**Выбранный отрывок:**
Слушали новички внимательно, хоть еще до конца и не понимали всю важность учительских слов. Старшие-то уже хорошо усвоили, что копирование, заимствование чужого в глазах Венецианова — злейший враг, что он не устает говорить об этом всем и всюду, что он даже в письме самому царю начертал такие строки: «Хотел я опытом доказать преимущества учения прямо с натуры и ваятельных произведений древних перед учением с рисунков и с гравированных так называемых оригиналов». Он не был одинок в этой своей борьбе с академическим постулатом; прошедший академическую выучку, сам немало покорпевший над копиями Александр Иванов уже на первых порах самостоятельной работы пришел к выводу: «…копирующий изрядно может быть совершенно не способен произвести что-нибудь свое». Это уж звучит не как поучение, скорее — как приговор.

**Требования задачи:** Согласно отрывку о Венецианове, к какому выводу пришел Александр Иванов о том, кто изрядно копирует? Назовите, к чему такой человек может быть совершенно не способен. Перечень для выполнения задания не понадобится.

**Блок данных:**
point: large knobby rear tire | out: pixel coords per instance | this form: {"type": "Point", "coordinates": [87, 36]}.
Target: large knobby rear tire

**Ответ ниже:** Тот, кто изрядно копирует, может быть совершенно не способен произвести что-нибудь свое.